§ Task: Reproduce the opening lines of the records exactly, up to and including the line in which "5L657 4L642 249L693" occurs.

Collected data
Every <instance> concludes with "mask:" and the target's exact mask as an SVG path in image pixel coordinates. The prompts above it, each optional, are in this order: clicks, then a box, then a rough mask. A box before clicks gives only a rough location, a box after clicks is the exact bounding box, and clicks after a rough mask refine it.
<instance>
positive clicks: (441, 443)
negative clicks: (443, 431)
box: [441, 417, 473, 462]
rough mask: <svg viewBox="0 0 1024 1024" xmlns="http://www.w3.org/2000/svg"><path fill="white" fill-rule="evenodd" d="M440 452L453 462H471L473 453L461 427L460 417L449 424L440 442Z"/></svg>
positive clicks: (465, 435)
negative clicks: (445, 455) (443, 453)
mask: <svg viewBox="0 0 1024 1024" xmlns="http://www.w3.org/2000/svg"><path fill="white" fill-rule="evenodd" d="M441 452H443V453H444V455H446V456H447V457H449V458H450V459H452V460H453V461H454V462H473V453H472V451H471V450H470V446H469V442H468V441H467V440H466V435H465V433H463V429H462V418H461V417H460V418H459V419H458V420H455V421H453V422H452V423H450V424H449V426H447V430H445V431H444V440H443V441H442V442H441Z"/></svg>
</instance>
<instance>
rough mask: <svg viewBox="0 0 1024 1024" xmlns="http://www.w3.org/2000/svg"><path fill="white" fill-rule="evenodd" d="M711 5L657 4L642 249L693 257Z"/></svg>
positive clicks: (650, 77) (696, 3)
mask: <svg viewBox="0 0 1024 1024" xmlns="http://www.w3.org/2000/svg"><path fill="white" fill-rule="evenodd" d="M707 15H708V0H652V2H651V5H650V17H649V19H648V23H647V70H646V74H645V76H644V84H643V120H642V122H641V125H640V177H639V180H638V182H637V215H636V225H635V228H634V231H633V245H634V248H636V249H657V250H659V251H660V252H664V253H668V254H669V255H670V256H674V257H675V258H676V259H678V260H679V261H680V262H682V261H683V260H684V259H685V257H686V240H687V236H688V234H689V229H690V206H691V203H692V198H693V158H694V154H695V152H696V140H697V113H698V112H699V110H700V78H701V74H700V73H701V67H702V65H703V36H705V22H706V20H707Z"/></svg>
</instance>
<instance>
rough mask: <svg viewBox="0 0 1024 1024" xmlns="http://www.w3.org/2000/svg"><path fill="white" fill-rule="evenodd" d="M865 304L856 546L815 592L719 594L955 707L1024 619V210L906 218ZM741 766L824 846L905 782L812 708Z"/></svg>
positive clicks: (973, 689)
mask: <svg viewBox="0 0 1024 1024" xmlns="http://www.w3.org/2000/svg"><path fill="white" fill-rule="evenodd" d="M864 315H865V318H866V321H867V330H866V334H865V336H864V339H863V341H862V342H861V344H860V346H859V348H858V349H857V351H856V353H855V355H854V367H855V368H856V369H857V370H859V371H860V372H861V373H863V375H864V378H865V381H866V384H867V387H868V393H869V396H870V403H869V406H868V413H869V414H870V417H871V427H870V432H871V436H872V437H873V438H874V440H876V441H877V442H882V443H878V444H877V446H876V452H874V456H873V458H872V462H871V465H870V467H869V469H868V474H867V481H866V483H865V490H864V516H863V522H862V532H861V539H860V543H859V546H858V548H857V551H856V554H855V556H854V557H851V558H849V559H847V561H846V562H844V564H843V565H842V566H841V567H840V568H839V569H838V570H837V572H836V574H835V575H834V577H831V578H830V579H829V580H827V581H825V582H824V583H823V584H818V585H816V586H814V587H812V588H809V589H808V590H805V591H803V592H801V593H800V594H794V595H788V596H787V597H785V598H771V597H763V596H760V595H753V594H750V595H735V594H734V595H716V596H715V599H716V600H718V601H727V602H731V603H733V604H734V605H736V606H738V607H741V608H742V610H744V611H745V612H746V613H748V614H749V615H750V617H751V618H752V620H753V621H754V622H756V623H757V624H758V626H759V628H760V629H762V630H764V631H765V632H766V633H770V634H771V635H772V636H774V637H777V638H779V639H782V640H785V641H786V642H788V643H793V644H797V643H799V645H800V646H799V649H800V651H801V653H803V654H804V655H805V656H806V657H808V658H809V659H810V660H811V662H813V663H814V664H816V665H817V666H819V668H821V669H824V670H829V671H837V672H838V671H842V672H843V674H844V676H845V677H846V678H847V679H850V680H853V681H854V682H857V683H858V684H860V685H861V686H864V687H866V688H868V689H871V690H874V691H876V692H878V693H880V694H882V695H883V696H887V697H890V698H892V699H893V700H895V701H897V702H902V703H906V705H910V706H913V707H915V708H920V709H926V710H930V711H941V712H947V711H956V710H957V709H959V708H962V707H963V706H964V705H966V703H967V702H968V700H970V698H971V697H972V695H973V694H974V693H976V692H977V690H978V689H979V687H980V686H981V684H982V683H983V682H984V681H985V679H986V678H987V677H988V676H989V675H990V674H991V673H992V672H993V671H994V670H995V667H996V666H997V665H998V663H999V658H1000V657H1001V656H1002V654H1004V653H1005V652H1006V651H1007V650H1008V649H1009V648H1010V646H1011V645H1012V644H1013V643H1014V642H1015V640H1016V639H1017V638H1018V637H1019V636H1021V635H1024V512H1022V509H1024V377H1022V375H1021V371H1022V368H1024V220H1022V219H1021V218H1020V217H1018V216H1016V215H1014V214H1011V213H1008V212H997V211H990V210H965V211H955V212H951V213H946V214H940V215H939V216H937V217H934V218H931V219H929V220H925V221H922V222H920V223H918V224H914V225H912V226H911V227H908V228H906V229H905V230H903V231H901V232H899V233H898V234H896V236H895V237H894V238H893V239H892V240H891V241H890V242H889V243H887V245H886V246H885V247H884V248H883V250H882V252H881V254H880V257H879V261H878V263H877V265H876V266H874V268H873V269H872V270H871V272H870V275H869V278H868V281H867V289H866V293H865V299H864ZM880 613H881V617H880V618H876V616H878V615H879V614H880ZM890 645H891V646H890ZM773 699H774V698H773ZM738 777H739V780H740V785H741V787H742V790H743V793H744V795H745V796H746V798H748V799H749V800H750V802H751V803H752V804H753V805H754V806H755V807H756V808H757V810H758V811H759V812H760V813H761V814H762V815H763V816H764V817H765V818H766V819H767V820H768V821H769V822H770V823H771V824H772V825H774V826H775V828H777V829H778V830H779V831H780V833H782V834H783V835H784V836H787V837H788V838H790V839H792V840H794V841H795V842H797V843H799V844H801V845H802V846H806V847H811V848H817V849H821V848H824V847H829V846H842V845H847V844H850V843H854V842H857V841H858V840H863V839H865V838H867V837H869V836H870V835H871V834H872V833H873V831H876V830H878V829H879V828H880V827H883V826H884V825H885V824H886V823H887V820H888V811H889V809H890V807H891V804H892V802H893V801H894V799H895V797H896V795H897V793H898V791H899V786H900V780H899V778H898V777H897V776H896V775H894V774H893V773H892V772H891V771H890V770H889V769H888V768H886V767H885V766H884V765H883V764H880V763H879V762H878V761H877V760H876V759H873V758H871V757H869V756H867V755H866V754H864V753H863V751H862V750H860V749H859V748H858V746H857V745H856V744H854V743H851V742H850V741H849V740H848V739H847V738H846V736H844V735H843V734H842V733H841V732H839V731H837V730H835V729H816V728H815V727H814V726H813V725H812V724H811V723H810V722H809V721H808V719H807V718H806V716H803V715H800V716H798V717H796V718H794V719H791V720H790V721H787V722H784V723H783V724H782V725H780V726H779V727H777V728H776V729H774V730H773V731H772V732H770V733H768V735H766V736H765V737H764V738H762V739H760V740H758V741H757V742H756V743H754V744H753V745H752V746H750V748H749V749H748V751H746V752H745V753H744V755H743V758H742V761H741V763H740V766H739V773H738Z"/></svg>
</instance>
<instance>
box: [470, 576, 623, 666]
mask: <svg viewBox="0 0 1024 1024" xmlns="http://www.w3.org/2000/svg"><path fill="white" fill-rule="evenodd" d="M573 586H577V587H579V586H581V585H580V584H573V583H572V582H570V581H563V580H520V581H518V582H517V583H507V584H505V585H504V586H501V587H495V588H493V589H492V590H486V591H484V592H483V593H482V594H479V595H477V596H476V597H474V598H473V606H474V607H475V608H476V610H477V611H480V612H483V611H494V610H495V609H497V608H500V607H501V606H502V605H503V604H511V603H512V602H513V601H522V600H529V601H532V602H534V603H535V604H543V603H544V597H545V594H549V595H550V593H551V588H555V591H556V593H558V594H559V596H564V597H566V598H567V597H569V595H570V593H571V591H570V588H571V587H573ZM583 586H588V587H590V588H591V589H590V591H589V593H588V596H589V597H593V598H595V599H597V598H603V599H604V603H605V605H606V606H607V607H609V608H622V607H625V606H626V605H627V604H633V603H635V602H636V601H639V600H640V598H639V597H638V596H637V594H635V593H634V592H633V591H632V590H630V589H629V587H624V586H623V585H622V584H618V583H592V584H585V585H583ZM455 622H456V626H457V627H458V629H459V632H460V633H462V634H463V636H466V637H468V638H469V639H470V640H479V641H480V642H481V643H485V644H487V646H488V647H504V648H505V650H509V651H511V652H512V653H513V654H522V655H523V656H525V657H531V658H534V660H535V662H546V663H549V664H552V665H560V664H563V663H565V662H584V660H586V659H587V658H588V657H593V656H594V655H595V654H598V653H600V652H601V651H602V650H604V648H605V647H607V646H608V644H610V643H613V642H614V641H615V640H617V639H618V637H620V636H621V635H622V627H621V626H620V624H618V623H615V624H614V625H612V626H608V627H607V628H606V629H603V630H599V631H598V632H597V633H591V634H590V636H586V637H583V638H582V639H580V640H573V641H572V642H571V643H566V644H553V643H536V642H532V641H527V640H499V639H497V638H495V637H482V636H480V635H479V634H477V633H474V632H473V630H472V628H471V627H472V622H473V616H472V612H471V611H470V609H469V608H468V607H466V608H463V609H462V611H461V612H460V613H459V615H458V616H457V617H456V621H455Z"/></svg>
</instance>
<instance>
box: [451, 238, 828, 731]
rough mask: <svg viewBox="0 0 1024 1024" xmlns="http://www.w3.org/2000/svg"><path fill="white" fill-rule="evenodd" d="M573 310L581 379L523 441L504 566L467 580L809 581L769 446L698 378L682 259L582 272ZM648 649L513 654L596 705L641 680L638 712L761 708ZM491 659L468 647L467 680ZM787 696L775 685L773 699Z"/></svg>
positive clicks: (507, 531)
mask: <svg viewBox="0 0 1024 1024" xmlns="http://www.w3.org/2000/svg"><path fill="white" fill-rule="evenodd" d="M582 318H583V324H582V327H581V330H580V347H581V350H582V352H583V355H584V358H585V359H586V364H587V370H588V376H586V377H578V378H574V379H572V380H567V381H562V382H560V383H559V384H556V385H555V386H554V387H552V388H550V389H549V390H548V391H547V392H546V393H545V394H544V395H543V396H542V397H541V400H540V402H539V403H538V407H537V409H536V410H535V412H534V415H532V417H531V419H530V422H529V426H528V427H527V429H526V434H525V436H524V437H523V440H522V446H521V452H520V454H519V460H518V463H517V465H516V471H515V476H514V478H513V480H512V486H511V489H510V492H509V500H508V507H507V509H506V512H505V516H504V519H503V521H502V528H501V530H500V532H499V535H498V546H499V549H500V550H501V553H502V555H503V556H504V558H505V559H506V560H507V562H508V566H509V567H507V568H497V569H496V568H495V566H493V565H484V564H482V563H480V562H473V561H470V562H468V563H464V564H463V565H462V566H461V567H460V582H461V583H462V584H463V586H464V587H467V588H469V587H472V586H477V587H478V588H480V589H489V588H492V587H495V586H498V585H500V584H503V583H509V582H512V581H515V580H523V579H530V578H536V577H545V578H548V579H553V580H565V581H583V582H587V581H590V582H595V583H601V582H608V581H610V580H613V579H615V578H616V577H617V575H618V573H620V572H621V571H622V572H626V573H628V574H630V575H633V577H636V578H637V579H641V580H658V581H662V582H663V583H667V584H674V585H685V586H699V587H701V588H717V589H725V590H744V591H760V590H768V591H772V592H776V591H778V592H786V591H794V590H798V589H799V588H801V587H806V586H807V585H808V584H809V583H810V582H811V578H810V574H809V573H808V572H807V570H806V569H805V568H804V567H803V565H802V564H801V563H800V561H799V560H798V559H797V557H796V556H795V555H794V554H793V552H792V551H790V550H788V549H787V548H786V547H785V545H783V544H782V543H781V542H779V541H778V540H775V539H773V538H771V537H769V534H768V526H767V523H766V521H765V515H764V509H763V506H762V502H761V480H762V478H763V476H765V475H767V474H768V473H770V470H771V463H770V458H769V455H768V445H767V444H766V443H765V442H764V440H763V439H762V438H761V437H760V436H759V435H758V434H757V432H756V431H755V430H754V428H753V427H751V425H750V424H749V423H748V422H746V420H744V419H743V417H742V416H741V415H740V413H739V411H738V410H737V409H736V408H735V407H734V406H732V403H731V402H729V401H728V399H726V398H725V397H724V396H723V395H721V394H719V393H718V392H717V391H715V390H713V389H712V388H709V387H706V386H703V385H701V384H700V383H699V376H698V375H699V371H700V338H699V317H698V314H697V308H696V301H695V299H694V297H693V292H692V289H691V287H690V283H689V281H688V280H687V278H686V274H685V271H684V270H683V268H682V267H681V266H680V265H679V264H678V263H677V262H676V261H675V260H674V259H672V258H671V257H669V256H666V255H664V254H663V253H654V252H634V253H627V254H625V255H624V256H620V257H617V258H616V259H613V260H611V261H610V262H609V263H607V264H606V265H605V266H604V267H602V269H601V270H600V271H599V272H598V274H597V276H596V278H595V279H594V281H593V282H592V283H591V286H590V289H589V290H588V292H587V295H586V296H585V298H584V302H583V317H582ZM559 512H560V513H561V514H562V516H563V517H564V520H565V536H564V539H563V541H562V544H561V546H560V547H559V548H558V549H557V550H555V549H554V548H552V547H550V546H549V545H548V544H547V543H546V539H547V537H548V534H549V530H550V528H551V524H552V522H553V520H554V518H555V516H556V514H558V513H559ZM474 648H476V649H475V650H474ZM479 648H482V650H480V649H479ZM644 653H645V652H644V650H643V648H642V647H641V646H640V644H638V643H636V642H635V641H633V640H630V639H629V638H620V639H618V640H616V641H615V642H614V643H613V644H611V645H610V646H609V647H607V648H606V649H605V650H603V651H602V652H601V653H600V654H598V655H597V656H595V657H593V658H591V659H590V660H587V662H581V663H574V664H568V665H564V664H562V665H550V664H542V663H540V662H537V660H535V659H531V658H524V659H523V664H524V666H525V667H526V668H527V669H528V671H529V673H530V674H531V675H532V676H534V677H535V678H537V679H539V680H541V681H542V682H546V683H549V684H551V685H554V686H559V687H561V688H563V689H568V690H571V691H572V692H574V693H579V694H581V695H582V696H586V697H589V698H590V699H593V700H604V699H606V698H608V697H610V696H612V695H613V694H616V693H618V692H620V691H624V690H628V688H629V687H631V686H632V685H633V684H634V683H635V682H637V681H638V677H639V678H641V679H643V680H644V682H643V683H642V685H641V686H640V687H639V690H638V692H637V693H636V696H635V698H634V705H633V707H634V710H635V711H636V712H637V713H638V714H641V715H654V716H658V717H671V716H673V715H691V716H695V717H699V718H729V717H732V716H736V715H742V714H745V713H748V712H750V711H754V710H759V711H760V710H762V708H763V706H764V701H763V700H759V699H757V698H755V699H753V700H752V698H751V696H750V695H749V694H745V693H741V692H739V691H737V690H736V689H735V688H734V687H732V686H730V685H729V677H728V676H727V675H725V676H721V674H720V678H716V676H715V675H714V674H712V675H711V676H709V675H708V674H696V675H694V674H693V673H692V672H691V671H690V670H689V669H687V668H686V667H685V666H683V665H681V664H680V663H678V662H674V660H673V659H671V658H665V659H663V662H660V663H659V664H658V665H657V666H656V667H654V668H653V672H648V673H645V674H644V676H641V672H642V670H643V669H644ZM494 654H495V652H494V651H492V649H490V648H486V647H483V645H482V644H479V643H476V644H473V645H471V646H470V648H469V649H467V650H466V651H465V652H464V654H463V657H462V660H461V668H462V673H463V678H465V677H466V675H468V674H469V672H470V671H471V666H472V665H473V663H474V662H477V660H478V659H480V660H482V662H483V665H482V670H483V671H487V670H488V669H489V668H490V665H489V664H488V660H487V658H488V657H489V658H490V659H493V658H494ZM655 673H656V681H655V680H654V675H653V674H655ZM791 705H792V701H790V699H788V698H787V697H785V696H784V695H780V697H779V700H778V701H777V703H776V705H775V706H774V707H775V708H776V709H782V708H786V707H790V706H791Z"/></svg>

§ Exercise answer:
Every <instance> concludes with "mask:" and the target's exact mask as an SVG path in image pixel coordinates. The prompts above it, each optional, are in this order: clicks, then a box, then a rough mask. A box before clicks gives only a rough location, a box after clicks is the exact bounding box, and clicks after a rough mask refine it.
<instance>
positive clicks: (441, 443)
negative clicks: (443, 431)
box: [441, 417, 473, 462]
rough mask: <svg viewBox="0 0 1024 1024" xmlns="http://www.w3.org/2000/svg"><path fill="white" fill-rule="evenodd" d="M440 452L453 462H471L473 453L461 427L460 417L449 424L440 442Z"/></svg>
positive clicks: (465, 435)
negative clicks: (445, 455) (443, 453)
mask: <svg viewBox="0 0 1024 1024" xmlns="http://www.w3.org/2000/svg"><path fill="white" fill-rule="evenodd" d="M441 452H443V453H444V455H446V456H447V457H449V458H450V459H452V460H453V461H454V462H473V453H472V451H471V450H470V446H469V442H468V441H467V440H466V435H465V433H463V429H462V418H461V417H460V418H459V419H458V420H455V421H453V422H452V423H450V424H449V426H447V430H445V431H444V440H443V441H442V442H441Z"/></svg>
</instance>
<instance>
rough mask: <svg viewBox="0 0 1024 1024" xmlns="http://www.w3.org/2000/svg"><path fill="white" fill-rule="evenodd" d="M711 5L657 4L642 249L693 257Z"/></svg>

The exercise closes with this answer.